■ EXTRACTED ENTRIES ■
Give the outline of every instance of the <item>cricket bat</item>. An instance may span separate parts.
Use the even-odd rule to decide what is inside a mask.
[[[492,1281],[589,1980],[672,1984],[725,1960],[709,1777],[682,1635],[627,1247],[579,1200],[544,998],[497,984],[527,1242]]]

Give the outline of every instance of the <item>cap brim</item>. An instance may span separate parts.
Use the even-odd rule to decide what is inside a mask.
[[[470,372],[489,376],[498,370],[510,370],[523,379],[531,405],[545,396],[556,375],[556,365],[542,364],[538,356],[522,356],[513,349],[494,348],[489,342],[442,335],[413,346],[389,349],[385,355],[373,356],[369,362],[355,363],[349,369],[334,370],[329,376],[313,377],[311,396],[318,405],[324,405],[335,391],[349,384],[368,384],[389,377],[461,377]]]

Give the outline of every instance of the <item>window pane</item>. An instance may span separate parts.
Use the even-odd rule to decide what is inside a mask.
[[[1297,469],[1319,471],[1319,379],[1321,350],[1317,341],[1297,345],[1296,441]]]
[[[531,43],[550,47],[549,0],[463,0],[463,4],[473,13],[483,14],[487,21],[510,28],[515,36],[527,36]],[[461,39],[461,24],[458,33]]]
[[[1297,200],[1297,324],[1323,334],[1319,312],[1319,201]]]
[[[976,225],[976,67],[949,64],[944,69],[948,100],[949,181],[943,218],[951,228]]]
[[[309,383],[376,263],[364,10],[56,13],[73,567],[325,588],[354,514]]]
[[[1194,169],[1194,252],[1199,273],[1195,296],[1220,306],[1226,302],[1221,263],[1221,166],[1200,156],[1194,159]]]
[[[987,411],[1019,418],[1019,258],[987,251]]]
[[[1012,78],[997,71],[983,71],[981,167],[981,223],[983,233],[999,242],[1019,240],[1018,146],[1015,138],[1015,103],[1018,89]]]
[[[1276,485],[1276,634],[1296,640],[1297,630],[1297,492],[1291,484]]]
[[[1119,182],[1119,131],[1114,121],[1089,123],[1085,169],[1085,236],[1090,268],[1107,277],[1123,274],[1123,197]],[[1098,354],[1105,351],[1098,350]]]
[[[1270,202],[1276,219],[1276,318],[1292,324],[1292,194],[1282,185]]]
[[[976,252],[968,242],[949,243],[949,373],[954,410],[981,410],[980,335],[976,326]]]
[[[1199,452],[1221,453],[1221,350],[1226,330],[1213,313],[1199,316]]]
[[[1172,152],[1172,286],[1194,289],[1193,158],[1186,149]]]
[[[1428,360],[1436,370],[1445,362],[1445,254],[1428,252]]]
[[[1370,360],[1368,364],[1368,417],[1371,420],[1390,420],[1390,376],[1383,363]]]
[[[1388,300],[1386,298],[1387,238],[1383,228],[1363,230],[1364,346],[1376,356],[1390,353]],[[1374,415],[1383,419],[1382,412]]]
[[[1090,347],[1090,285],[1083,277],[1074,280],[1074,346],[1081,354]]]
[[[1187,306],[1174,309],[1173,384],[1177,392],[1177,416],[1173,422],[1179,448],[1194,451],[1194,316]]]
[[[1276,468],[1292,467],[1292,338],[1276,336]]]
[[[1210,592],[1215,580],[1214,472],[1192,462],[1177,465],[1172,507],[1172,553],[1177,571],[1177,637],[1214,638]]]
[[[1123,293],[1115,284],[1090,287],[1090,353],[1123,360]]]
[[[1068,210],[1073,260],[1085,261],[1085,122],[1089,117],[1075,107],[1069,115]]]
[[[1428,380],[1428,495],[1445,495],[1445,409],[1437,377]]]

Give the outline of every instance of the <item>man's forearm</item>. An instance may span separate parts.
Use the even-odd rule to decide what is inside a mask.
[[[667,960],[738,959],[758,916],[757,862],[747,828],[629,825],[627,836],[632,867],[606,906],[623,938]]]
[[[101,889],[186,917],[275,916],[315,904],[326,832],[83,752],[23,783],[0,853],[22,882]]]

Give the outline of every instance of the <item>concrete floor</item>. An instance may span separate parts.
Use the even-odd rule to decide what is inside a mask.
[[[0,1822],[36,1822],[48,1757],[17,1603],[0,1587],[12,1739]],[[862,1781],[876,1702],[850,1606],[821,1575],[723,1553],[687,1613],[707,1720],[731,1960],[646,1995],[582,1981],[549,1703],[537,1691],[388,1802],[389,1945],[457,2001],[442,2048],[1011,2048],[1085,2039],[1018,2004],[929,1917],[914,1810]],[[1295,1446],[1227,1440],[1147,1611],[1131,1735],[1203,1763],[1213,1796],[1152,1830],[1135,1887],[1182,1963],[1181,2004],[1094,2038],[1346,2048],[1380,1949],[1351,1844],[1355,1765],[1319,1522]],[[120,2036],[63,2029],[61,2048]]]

■ ABOUT THIS EXERCISE ■
An exact copy of all the records is what is needed here.

■ FINISHED EXERCISE ■
Give the outline of every instance of the <item>cricket bat</item>. An instance may span separate parts.
Use the even-odd rule to decide what is inside a mask.
[[[492,1281],[589,1980],[672,1984],[725,1960],[709,1777],[682,1635],[627,1247],[579,1200],[544,998],[497,984],[527,1242]]]

Give the outline of every instance of the <item>cap brim</item>. An instance may span separate parts.
Use the even-odd rule to decide what is inside a mask.
[[[470,372],[489,376],[498,370],[510,370],[523,379],[531,405],[545,396],[556,375],[556,365],[542,364],[538,356],[522,356],[513,349],[494,348],[489,342],[442,335],[413,346],[389,349],[385,355],[373,356],[369,362],[355,363],[349,369],[334,370],[329,376],[313,377],[311,396],[318,405],[324,405],[335,391],[349,384],[368,384],[389,377],[461,377]]]

Give the outline of every instance of the <item>window pane</item>. An instance may span separate parts.
Use the even-odd rule to decide what is inside a mask.
[[[1297,469],[1319,471],[1319,379],[1321,350],[1317,341],[1297,345],[1296,441]]]
[[[531,43],[550,47],[549,0],[463,0],[463,4],[473,13],[483,14],[487,21],[510,28],[515,36],[527,36]],[[461,39],[461,24],[458,33]]]
[[[1297,200],[1297,324],[1323,334],[1319,312],[1319,201]]]
[[[976,225],[976,67],[949,64],[944,69],[948,100],[949,181],[943,218],[951,228]]]
[[[309,383],[376,263],[364,10],[56,13],[73,567],[325,588],[354,514]]]
[[[1194,169],[1194,252],[1199,273],[1195,296],[1220,306],[1226,302],[1221,263],[1221,166],[1200,156],[1194,159]]]
[[[987,411],[1019,418],[1019,258],[987,251]]]
[[[1012,78],[997,71],[983,71],[981,167],[981,223],[983,233],[999,242],[1019,240],[1018,146],[1015,138],[1015,103],[1018,89]]]
[[[1276,485],[1276,634],[1296,640],[1297,630],[1297,492],[1291,484]]]
[[[1119,182],[1119,131],[1114,121],[1089,123],[1085,169],[1085,236],[1090,268],[1107,277],[1123,274],[1123,197]],[[1098,354],[1105,351],[1098,350]]]
[[[1270,202],[1276,219],[1276,318],[1292,324],[1292,194],[1282,185]]]
[[[976,252],[968,242],[949,243],[949,373],[954,410],[981,410],[980,335],[976,326]]]
[[[1199,452],[1221,453],[1221,350],[1226,330],[1213,313],[1199,316]]]
[[[1172,152],[1172,286],[1194,289],[1193,158],[1186,149]]]
[[[1428,360],[1436,370],[1445,362],[1445,254],[1428,252]]]
[[[1370,360],[1368,364],[1368,417],[1371,420],[1390,420],[1390,376],[1383,363]]]
[[[1388,300],[1386,298],[1387,238],[1383,228],[1363,230],[1364,346],[1376,356],[1390,353]],[[1374,415],[1383,419],[1382,412]]]
[[[1090,347],[1090,285],[1083,277],[1074,280],[1074,346],[1081,354]]]
[[[1187,306],[1174,309],[1173,384],[1177,392],[1177,416],[1173,422],[1179,448],[1194,451],[1194,316]]]
[[[1276,468],[1292,467],[1292,338],[1276,336]]]
[[[1210,592],[1215,580],[1214,472],[1192,462],[1177,465],[1172,507],[1172,553],[1177,571],[1177,637],[1214,638]]]
[[[1123,293],[1115,284],[1090,287],[1090,353],[1123,360]]]
[[[1068,210],[1073,260],[1085,261],[1085,122],[1089,117],[1075,107],[1069,115]]]
[[[1428,380],[1428,495],[1445,495],[1445,409],[1437,377]]]

Give the outline of every instance of the <item>man's forearm</item>. An instance may span separate parts.
Use the even-odd rule to decide what is inside a mask.
[[[667,960],[738,959],[758,916],[757,862],[747,828],[629,825],[627,836],[632,867],[606,906],[623,938]]]
[[[101,889],[186,917],[275,916],[315,904],[326,832],[83,752],[23,783],[0,853],[22,882]]]

Give the outline of every instance of the <item>concrete floor</item>. An instance may span separate parts.
Use the even-odd rule to decide what is inside a mask.
[[[0,1822],[36,1822],[48,1757],[17,1603],[0,1587],[12,1739]],[[862,1781],[876,1702],[850,1606],[821,1575],[723,1553],[687,1613],[707,1720],[731,1960],[646,1995],[582,1981],[549,1703],[537,1691],[388,1802],[389,1945],[457,2001],[442,2048],[1011,2048],[1085,2039],[1018,2004],[929,1917],[914,1810]],[[1295,1446],[1227,1440],[1147,1611],[1131,1735],[1203,1763],[1213,1796],[1152,1830],[1135,1887],[1182,1963],[1181,2004],[1094,2038],[1346,2048],[1380,1949],[1351,1844],[1355,1765],[1319,1522]],[[120,2036],[63,2029],[61,2048]]]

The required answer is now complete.